Reproduce the lines from the one containing "Question. The photograph above contains instances of the harbor." through the end of the lines, with every request left as it stands, and add -30 to each number in the answer coordinates.

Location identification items
---*---
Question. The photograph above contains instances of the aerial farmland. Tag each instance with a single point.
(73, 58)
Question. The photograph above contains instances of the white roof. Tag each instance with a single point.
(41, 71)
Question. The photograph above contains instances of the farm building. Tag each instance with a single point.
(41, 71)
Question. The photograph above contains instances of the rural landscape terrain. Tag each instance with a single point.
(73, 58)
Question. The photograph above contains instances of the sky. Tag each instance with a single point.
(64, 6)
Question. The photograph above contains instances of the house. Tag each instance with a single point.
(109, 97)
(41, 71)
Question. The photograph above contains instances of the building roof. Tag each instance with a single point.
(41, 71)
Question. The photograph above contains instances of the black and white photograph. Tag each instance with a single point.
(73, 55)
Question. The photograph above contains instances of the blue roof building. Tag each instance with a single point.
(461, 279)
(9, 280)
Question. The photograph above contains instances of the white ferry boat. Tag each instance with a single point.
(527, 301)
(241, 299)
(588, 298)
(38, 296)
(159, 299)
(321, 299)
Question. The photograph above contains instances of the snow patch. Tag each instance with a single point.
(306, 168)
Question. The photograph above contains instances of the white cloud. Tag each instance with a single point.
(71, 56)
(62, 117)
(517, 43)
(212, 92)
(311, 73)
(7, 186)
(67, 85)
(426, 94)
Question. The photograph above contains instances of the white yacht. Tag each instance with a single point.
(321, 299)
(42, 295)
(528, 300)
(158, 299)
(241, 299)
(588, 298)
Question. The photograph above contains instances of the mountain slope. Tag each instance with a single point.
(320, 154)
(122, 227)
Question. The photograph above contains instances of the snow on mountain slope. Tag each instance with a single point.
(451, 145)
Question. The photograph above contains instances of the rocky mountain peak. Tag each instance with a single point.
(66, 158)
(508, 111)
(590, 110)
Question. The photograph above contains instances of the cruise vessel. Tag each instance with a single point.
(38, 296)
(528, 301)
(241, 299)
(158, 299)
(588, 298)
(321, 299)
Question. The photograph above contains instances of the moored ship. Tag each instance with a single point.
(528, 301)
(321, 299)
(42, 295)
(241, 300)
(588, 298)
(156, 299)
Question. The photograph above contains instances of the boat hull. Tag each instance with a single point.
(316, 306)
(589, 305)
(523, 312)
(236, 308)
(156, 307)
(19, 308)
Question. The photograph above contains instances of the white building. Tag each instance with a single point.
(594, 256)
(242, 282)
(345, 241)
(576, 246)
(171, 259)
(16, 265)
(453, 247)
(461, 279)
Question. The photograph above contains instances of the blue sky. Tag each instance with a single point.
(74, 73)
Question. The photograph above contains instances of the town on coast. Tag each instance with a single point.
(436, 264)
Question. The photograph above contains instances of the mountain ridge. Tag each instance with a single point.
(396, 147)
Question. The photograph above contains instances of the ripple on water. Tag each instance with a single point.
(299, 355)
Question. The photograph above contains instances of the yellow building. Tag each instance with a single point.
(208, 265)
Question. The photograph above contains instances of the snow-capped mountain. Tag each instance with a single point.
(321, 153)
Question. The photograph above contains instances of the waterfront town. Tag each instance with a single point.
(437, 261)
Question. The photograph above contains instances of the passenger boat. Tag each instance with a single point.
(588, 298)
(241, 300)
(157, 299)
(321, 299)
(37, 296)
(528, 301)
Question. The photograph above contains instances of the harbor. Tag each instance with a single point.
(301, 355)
---*---
Written solution
Question. The photograph above contains instances of the harbor. Tag each instance with a single point.
(271, 325)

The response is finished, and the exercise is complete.